GIVEN TEXT ->
Yes, she concedes, opera is expensive to put on – it costs half a million pounds a year just to run the organisation. But she insists that it is not prohibitively expensive for audiences.
There are currently 19 musicals on in the West End with tickets at similar prices to Grange Park (where anyone under 36 can buy a ticket for £36) – to say nothing of the sporting events that pull in tens of thousands every week.
Nor is opera elitist: you don’t have to follow every nuance, insists Kani, to be drawn in by the human emotions – love, grief, jealousy, fear – brought vividly to life on the stage in front of you.
Elitist or not, however, Grange Park Opera does attract elite performers – including some of the greatest operatic singers of our time, such as the baritone Sir Simon Keenlyside, who stars in Verdi’s Simon Boccanegra this summer.
“He loves performing with us because he lives in Ealing and rides down on his motorbike,” says Kani.
Casting, she has learned in her decades of running opera companies, is the most important single ingredient to the success of a production.

EXTRACTED RECORDS ->
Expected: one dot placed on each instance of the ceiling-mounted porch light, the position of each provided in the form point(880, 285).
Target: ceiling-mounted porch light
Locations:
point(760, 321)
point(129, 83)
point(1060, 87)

TO DO -> In the Grange Park Opera text, what is named as the most important single ingredient in a production's success? The records have no connection to the text about Grange Park Opera.

TASK SOLUTION -> Casting.